AIM:
Which lines in the entries below contain the word "outline"? Identify each one and copy it out in full.

PROVIDED INFORMATION:
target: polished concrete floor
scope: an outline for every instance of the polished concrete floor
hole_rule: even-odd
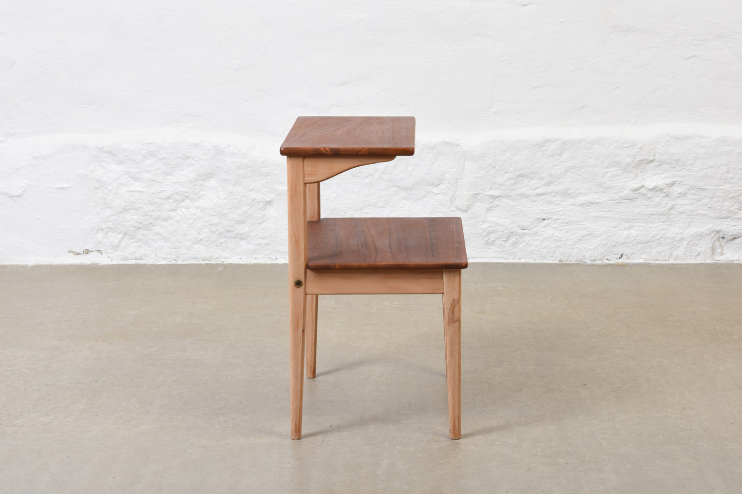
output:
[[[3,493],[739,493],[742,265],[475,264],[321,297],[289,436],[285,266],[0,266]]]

--

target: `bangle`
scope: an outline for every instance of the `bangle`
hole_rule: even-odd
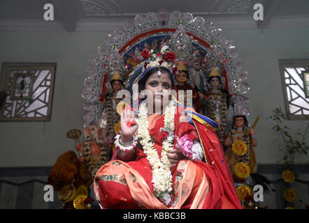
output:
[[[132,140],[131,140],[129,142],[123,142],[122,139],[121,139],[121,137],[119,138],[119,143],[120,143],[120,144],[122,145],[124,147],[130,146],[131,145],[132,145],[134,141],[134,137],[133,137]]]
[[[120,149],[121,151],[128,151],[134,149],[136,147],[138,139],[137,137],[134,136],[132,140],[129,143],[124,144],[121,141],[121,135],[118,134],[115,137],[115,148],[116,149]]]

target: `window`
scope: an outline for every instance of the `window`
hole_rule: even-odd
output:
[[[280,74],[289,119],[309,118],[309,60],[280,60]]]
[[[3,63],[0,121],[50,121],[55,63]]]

FULL ANSWER:
scope: an outline for every instance of the polished concrete floor
scope: an outline for every instance of the `bangle`
scope: an outline for every instance of the `window`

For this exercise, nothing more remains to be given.